Coaches and general managers must work from home during this month’s NFL draft, the league informed teams Monday.

In a memo from NFL Commissioner Roger Goodell to teams’ top executives, GMs and coaches, the league said the draft will be conducted entirely remotely and with teams’ offices remaining closed, in recognition of widespread stay-at-home orders nationwide during the novel coronavirus pandemic.

“Because of these circumstances, Clubs have been advised to prepare to conduct the 2020 Draft entirely outside of their facilities and in a fully virtual format, with club personnel in separate locations and able to communicate with one another and Draft headquarters by phone or Internet,” Goodell wrote in the memo, a copy of which was obtained by The Washington Post. “We have reviewed this matter in the past few days with both the Competition Committee and [the owners’ labor committee], and this will confirm that Clubs will conduct their Draft operations remotely, with club personnel separately located in their homes.”

Goodell wrote in the memo that the NFL’s offices in New York and teams’ facilities will remain closed “indefinitely.” The league has suspended teams’ offseason programs for players indefinitely but opted to move forward with the draft over a recommendation by an advisory committee of GMs that it be postponed.

The NFL canceled the live event in Las Vegas at which the draft was to be staged but has proceeded with plans to conduct the three-day, seven-round draft as a TV-only event. The draft runs April 23-25.

The league had informed teams last week that it was considering two options — allowing teams back into their facilities for the draft if possible, or directing all teams to have their staffers work entirely from home during the draft. The NFL said then that teams’ plans to have an off-site draft headquarters, such as the New Orleans Saints setting up in a brewery, would be permitted only if teams were allowed back in their regular facilities.
════════════════
_EXERCISE AIM_
Can you continue the article about the NFL holding its 2020 draft remotely, starting right after its last paragraph?

_EXCERPTED RECORDS_
════════════════
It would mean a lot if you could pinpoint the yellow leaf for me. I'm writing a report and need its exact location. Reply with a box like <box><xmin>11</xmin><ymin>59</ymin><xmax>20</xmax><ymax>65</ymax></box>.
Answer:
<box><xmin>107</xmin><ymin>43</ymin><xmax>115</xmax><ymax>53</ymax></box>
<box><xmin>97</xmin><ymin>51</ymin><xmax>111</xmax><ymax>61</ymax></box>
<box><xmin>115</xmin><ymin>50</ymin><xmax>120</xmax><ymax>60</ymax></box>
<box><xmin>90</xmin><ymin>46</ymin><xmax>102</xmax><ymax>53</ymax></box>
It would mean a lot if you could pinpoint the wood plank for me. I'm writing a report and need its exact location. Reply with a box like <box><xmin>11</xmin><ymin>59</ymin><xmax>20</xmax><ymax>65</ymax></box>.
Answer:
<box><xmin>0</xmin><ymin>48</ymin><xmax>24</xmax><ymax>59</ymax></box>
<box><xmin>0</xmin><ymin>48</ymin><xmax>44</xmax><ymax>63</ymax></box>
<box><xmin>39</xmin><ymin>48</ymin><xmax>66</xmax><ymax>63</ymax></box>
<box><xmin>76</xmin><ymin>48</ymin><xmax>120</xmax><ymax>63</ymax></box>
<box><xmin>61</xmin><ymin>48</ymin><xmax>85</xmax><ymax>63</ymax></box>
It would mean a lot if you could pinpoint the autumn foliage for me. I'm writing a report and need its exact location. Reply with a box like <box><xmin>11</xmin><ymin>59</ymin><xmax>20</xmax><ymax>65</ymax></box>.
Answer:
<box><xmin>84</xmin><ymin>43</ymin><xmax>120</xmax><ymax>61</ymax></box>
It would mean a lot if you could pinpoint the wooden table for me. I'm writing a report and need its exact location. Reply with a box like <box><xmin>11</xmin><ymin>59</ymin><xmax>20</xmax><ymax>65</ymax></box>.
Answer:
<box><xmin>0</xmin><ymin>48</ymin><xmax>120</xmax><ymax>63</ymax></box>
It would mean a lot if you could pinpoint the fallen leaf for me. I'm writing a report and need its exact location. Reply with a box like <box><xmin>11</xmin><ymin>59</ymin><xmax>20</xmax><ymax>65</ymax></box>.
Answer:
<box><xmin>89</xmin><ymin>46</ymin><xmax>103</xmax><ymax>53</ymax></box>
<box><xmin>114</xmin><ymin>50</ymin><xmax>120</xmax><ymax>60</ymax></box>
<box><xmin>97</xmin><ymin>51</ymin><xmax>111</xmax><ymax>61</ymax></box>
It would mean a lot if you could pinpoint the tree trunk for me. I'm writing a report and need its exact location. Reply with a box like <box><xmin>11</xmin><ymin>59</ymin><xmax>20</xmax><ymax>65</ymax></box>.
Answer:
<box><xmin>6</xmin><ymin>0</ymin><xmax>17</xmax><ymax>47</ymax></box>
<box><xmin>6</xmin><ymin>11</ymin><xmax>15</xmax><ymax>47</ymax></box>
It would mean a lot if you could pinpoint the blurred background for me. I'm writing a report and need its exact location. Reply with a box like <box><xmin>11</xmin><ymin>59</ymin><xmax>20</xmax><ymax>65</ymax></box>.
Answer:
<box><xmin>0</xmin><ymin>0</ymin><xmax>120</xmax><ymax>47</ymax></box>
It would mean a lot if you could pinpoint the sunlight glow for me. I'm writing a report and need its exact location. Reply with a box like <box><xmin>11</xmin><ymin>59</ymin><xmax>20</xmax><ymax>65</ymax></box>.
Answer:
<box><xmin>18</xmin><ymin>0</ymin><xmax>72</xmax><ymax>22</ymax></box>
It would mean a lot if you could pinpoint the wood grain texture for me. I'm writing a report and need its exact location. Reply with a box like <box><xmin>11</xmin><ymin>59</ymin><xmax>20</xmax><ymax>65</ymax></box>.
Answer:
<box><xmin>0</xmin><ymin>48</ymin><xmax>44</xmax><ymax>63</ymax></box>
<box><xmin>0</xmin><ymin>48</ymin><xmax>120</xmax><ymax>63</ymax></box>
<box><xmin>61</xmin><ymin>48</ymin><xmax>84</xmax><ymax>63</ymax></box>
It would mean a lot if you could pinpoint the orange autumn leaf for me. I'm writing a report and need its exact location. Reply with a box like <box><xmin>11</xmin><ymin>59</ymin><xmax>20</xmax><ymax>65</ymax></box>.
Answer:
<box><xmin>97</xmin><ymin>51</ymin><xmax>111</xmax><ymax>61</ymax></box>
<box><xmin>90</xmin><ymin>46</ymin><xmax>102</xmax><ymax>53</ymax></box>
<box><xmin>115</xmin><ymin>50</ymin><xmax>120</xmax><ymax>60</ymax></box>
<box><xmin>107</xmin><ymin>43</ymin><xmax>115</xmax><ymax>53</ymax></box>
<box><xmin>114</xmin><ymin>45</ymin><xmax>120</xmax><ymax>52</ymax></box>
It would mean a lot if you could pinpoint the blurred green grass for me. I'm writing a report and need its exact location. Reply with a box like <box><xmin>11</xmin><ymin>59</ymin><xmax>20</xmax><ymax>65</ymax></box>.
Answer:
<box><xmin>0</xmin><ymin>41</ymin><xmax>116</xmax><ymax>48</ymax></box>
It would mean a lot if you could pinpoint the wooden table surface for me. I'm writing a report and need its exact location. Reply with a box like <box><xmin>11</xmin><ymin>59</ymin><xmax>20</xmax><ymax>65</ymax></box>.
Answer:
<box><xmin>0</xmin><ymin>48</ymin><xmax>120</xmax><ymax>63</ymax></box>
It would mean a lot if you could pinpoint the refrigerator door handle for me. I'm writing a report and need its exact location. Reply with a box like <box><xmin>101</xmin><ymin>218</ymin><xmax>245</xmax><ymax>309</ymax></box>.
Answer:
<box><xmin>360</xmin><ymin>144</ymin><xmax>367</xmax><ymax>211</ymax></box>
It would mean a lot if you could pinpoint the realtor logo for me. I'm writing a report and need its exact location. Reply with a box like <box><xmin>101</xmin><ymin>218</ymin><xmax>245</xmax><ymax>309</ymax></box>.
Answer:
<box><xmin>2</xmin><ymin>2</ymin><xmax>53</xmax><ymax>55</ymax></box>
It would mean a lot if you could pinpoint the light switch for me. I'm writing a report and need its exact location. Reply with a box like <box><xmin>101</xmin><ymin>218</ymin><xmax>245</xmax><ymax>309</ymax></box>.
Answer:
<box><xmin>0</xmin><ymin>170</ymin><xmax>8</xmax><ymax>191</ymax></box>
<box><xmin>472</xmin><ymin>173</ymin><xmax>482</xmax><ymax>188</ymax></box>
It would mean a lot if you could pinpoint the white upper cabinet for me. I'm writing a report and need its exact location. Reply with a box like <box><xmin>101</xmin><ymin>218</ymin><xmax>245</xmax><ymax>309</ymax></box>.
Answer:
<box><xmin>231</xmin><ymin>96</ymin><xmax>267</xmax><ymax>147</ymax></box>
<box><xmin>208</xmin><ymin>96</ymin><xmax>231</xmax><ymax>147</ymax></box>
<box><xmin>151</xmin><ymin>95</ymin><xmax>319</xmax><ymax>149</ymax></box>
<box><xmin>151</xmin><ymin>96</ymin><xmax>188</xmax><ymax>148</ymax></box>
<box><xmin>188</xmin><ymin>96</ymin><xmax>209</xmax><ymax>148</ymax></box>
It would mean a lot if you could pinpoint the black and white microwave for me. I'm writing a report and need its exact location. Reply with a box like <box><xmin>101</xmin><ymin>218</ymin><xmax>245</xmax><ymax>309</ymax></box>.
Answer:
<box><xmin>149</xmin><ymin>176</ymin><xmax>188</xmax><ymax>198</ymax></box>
════════════════
_ANSWER TO THE EXERCISE_
“We have made this decision for several reasons,” Goodell wrote in Monday’s memo. “All Clubs will not have access to their facilities, which is contrary to the fundamental equity principle that all clubs operate in a consistent and fair way. Moreover, we want all NFL personnel to comply with government directives and to model safe and appropriate health practices. Our staff will carry out its responsibilities in the same way, operating in separate locations outside of our offices. And after consulting with medical advisers, we cannot identify an alternative that is preferable from a medical or public health perspective, given the varying needs of clubs, the need properly to screen participants, and the unique risk factors that individual club employees may face.”

Teams’ draft preparations have been hindered by coaches, executives and scouts being barred from traveling to meet with players and watch on-campus pro-day workouts, and by players being prohibited from traveling to meet with teams and undergo physicals. Teams have been permitted to speak with players by phone or videoconferencing.

Coaches, GMs and scouts have been using similar methods to meet virtually for pre-draft planning.

“I have spoken to many of you in the past several days and recognize the challenges facing all of us,” Goodell wrote. “We are operating in an environment unlike anything we have experienced before, one that requires flexibility, patience, and cooperation. As we work through those challenges together, we should not lose sight of the magnitude of this global health crisis, of the extraordinary work of first responders, health care workers, and so many others, of the growing number of Americans in need of assistance, and of those who have lost family or friends to this virus.”